■ Prompt
Copy out the material below word for word, from its very beginning through the line that contains "pixel 169 369", including both ends.

___ Available data ___

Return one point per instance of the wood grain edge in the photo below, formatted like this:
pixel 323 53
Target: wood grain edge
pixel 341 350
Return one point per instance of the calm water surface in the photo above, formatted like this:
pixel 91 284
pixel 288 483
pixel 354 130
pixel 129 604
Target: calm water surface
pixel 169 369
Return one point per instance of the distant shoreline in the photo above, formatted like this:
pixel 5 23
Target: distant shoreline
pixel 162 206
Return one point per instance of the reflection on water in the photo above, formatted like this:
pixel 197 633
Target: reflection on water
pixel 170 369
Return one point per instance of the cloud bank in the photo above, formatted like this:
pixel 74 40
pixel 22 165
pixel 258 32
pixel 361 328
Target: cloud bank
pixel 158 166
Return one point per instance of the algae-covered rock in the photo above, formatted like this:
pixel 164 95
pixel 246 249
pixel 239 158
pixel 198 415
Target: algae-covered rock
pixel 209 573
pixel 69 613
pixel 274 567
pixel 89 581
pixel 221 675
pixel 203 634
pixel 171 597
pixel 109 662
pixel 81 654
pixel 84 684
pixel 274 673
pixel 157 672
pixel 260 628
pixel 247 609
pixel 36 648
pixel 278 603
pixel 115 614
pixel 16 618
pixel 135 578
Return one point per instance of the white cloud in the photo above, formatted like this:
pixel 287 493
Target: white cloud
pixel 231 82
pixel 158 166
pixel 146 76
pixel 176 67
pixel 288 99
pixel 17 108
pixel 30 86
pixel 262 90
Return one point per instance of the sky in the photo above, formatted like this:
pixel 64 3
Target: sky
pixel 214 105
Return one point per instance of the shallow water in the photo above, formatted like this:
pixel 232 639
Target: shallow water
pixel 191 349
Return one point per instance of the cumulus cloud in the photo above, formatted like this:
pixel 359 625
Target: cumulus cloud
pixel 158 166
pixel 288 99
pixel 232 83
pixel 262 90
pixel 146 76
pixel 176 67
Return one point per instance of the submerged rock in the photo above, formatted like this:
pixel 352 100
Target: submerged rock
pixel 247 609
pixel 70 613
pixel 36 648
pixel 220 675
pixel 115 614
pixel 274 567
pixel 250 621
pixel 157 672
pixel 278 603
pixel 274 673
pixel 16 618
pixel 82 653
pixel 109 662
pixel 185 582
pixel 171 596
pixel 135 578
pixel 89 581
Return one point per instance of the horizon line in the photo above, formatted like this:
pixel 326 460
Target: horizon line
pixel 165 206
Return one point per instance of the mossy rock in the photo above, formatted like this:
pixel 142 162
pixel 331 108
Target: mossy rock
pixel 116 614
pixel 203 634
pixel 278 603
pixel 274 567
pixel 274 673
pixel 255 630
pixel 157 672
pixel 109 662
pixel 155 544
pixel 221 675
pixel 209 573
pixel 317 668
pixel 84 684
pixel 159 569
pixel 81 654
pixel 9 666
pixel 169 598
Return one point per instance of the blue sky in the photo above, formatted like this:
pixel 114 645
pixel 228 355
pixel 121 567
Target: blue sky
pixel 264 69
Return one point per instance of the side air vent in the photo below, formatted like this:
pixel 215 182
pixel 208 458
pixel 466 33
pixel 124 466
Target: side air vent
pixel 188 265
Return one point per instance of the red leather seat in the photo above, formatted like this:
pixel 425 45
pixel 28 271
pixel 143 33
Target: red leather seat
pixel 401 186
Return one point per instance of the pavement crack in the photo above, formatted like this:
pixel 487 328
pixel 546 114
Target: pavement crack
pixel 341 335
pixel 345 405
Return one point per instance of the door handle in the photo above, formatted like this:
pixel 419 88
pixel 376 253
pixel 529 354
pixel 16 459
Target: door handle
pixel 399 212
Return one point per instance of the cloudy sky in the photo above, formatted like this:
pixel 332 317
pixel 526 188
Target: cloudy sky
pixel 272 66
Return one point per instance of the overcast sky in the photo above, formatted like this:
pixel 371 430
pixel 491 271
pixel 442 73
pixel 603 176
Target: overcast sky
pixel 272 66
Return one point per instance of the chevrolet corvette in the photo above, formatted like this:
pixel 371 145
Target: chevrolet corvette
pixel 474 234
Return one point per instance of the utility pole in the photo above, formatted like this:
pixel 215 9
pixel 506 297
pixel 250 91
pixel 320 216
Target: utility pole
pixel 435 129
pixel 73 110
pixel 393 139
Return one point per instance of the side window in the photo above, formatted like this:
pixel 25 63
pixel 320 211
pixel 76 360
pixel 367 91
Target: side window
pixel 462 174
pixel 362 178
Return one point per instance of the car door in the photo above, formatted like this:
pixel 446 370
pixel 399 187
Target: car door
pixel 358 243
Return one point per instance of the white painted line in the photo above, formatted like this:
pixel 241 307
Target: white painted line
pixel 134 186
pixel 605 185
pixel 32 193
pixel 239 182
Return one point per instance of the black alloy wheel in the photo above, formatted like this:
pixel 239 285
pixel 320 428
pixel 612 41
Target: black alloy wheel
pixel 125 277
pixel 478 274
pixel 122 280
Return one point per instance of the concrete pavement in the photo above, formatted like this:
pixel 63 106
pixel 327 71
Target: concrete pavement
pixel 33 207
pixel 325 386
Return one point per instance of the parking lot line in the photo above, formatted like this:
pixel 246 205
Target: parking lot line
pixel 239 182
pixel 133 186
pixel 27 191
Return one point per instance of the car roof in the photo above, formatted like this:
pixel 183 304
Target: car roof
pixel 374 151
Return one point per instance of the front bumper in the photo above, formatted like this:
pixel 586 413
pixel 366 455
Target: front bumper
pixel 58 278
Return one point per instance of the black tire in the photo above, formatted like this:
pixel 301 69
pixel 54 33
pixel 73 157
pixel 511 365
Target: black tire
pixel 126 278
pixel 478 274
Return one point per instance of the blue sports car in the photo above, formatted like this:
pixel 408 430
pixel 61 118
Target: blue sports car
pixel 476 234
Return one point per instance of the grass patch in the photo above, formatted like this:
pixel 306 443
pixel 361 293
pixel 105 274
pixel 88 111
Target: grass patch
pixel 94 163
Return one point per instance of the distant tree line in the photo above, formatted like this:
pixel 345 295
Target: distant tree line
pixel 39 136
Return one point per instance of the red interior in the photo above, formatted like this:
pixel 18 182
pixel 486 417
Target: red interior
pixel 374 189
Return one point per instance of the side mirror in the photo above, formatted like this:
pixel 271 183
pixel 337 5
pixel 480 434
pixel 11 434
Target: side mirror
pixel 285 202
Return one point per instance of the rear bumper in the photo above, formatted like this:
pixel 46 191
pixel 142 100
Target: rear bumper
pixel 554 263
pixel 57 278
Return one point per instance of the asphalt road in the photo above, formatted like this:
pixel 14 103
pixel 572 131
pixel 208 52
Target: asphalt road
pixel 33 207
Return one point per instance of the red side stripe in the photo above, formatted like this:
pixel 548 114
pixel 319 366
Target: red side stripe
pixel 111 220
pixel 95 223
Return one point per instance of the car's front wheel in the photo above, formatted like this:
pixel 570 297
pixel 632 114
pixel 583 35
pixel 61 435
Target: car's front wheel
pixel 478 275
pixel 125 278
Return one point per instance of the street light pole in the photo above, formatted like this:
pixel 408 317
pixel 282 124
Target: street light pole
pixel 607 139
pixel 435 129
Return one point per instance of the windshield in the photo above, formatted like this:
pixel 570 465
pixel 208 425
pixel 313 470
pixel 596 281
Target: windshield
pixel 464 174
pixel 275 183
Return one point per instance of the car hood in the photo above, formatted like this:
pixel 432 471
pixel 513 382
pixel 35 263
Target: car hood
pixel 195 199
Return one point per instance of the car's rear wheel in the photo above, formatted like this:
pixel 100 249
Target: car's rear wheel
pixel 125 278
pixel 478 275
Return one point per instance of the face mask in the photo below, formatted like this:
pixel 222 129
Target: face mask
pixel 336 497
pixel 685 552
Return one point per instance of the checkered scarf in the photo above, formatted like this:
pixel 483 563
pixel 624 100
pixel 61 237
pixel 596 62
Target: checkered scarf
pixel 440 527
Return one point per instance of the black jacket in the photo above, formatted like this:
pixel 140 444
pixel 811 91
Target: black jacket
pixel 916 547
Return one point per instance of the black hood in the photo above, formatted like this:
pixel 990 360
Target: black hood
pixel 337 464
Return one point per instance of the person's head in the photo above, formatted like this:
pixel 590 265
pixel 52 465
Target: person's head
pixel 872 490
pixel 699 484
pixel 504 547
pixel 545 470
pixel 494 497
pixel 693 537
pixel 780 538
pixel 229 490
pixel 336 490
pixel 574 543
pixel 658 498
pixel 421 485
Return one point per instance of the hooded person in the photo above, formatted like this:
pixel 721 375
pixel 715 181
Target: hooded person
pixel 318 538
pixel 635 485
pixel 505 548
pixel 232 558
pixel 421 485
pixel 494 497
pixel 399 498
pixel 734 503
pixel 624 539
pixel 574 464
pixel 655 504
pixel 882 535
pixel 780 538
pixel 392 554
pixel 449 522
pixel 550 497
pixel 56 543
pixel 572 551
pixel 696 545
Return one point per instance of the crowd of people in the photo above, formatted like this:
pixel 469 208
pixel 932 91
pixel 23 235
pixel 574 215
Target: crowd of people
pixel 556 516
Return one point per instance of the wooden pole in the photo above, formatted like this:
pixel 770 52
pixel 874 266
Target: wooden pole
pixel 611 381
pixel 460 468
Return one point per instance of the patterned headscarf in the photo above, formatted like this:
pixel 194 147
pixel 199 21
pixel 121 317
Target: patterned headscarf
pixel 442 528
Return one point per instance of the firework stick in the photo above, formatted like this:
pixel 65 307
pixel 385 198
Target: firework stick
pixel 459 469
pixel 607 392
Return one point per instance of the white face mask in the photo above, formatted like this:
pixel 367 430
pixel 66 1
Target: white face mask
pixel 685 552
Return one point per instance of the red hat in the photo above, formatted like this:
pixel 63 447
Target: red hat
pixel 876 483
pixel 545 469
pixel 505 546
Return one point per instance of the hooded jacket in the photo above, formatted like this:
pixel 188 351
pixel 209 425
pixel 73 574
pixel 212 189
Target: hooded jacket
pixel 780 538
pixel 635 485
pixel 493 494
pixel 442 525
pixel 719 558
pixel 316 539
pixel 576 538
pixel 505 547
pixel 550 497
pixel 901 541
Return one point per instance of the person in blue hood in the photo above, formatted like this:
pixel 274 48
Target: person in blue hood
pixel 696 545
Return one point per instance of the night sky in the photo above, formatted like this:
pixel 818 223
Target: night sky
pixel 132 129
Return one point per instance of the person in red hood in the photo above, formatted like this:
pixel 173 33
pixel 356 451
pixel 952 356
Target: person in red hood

___

■ Answer in full
Return one point per instance of the wood grain edge in the photo below, formatted like this:
pixel 323 53
Target: wood grain edge
pixel 341 350
Return one point per instance of the calm water surface in the photo above, formatted like this:
pixel 91 284
pixel 288 483
pixel 354 130
pixel 129 604
Target: calm water surface
pixel 169 369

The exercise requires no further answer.